Source passage:

╔══

Unfortunately, while future visitors to the park will have the emotional experience of standing on the site of the 1944 tragedy and seeing the proposed exhibition of maps, photographs, memorabilia from survivors, and an “audio-tour with voices of survivors” as envisioned by the Friends of Port Chicago on their website, they will miss the experience that I and some 250 others had last weekend of actually attending a memorial with the last remaining blast survivors.

Seven of them—William London and Carl Tuggle of Cincinnati, John White and T.J. Hart of Pittsburg, California, Oliver Walker of Baltimore, Sammy Davis of Oklahoma City, and DeWitt Jamison of Richmond—attended last weekend’s event, quiet, dignified, aging African-American men, two of them in wheelchairs, several of the rest arriving and leaving only with the help of walkers and the arms of younger family members. They have been attending the memorials over the past few years in steadily dwindling numbers, and they will soon have all passed beyond our reach.

Still, the words of the survivors will live on.

One of the more emotional moments of last weekend’s memorial came from readings of survivor’s words by student members of the Cougar Cadel Drumline Corps of Alameda, a nonprofit organization set up for Bay Area students to perform “in the Southern Drumline style.” One of the students recounted the testimony of Robert Routh, Jr.:

“When taps sounded [on the night of July 17] I put away my gear where I had been writing. … I had been in my bunk a minute or two when all hell broke loose with the explosion. A humungous bang. I held my head with my pillow in my arm, looking in the opposite direction. When the first explosion came, I sat up and looked towards the dock. … At just about the time I looked up, then the second explosion occurred. I guess in the span of just seven or eight seconds, it was all over. But looking towards the dock brought about a devastating problem for me. Flying glass, compression, and so on lacerated my eyes and the left one was lacerated so badly that it was removed that night. The right one had a laceration that went across the eye and left me eventually with what was called split vision. … From that point, I was rendered as a blind person.”

Robert Allen, who introduced the young readers, pointed out that they were only a few years younger than most of the African-American sailors who either died in or survived the Port Chicago blast.

There is more to this story, far more than can be recounted in a single column.

California State Senator Robert Wright, who spoke at the memorial, first heard stories of the Port Chicago disaster years afterwards from Mr. Routh while growing up in Southern California. Mr. Wright has become one of the steady advocates for remembrance and official recognition for the men of Port Chicago, including exoneration of those who were convicted of mutiny for refusing to load more ships until safety measures were put in place. Mr. Wright described a visit by the survivors the day before last weekend’s memorial to the Golden Gate National Cemetary in San Bruno where the Port Chicago military dead were buried, pointing out that they were in segregated, racially-separated graveplots.

“We did not bury or have men serve together in 1944,” Mr. Wright said.

The publicity surrounding the aftermath of the Port Chicago disaster, including the trials and convictions of the “mutineers,” including a spirited public defense by later-Supreme Court Justice Thurgood Marshall, was one of the catalysts for President Harry Truman’s order desegregating the military, one of the major events that led to the eventual breaking of Jim Crow racial segregation throughout the country. The events of the night of 17 July, 1944 on the shores of Suisuin Bay have been absent from their proper place in that history. But perhaps, at long last, we are beginning to correct that.

╚══

In the passage about the Port Chicago memorial, what did the publicity surrounding the disaster's aftermath help bring about?

Provided material:
╔══

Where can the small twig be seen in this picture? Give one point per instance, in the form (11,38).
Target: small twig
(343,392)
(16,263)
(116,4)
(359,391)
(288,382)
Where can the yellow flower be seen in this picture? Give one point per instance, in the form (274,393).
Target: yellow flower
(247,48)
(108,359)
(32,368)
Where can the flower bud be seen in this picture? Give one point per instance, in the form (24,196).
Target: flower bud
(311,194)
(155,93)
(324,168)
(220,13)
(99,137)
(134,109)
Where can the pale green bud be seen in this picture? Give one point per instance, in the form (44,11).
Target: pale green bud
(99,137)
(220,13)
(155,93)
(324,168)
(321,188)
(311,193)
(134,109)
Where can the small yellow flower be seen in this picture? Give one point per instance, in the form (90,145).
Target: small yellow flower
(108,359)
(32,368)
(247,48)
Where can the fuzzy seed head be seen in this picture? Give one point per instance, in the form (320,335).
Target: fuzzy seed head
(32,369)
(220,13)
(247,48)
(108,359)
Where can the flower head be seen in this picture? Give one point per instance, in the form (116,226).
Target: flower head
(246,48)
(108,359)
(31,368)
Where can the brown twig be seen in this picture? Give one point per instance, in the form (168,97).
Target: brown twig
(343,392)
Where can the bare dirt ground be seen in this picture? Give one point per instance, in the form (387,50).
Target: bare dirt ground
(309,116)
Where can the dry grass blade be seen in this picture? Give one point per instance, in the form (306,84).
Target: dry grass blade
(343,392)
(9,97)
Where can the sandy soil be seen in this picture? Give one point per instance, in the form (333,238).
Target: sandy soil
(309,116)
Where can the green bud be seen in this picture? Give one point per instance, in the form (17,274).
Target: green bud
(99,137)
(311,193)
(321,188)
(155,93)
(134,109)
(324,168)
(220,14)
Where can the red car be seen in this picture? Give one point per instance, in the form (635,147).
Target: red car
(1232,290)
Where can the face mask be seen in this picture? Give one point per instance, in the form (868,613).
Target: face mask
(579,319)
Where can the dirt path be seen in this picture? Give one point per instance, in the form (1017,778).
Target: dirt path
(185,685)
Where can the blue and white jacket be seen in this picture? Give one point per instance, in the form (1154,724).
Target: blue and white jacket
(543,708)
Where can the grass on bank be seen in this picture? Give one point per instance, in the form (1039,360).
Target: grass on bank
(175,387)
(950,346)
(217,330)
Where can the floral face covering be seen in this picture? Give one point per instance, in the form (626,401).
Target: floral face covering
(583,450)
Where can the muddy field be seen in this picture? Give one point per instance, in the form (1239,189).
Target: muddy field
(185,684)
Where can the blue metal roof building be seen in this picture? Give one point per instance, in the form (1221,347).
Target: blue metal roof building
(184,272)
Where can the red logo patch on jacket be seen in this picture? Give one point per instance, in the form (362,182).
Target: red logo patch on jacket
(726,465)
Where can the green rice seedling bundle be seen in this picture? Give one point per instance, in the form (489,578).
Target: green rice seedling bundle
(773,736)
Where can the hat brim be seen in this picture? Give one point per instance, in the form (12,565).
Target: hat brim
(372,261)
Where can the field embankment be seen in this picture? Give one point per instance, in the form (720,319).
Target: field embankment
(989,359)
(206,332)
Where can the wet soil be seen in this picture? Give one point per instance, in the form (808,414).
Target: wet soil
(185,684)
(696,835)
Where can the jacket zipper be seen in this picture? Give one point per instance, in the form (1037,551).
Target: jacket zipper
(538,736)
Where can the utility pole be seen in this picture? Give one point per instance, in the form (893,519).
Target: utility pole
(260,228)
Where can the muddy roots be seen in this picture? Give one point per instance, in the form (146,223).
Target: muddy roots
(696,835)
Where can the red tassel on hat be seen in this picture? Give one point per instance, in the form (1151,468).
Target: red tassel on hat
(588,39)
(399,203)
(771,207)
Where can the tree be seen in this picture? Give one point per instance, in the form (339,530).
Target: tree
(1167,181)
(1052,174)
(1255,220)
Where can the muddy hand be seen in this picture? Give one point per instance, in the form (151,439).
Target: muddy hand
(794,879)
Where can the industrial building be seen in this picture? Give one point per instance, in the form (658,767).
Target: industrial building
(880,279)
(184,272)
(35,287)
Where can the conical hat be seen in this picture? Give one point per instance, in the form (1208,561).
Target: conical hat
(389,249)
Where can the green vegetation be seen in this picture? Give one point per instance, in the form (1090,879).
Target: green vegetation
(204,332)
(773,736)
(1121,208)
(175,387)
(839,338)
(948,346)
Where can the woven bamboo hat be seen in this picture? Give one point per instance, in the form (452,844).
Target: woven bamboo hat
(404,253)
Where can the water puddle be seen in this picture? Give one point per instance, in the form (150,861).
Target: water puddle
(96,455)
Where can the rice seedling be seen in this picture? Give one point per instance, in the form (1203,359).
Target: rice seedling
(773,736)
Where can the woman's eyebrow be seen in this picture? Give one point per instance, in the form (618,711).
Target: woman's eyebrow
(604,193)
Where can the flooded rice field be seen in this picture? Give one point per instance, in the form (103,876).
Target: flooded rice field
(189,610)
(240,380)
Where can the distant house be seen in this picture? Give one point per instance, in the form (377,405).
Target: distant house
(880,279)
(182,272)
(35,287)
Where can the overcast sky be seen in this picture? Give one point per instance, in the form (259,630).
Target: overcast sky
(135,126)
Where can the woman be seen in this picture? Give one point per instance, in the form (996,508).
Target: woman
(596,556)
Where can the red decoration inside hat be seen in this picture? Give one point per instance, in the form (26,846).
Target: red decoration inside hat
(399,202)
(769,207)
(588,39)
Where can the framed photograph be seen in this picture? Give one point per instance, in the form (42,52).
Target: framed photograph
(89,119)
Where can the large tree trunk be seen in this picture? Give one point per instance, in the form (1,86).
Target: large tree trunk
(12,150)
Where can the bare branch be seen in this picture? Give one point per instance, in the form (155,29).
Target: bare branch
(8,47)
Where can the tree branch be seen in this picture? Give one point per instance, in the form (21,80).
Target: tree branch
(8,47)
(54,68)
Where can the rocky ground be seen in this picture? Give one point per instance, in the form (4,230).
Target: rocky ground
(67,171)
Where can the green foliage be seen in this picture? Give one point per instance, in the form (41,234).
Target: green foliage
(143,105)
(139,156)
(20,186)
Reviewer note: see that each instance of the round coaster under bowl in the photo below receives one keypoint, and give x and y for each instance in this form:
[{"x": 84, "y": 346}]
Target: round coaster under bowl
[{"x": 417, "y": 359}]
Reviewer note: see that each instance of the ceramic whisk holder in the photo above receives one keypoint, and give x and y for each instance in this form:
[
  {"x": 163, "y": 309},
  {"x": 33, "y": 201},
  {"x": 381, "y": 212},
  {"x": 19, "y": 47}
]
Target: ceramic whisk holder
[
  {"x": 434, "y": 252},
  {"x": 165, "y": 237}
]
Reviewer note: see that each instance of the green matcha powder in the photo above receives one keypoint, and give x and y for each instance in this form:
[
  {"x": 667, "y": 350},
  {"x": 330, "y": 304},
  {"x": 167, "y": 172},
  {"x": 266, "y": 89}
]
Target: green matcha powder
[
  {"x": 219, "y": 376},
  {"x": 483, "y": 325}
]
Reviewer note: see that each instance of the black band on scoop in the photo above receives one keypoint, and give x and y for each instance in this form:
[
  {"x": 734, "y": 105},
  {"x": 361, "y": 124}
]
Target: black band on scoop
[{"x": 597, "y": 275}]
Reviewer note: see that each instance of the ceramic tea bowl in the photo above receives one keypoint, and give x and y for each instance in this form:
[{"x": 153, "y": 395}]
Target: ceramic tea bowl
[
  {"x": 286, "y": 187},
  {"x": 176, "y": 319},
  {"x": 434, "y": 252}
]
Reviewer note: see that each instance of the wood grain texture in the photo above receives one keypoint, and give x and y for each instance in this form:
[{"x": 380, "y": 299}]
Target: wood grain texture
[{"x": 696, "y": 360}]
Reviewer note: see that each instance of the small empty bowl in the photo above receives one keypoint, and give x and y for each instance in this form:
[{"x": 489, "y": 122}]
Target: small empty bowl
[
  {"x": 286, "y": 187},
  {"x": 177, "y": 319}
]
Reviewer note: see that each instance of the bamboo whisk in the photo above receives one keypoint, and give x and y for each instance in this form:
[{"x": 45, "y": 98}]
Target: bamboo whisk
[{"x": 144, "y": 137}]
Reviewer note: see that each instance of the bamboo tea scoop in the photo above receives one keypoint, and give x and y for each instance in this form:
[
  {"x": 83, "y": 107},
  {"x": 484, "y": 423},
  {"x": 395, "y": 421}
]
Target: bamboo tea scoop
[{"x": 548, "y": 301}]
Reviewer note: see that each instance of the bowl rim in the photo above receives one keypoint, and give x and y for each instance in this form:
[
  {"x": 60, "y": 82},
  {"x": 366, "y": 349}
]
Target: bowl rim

╚══

Response to the task:
It was one of the catalysts for President Harry Truman's order desegregating the military.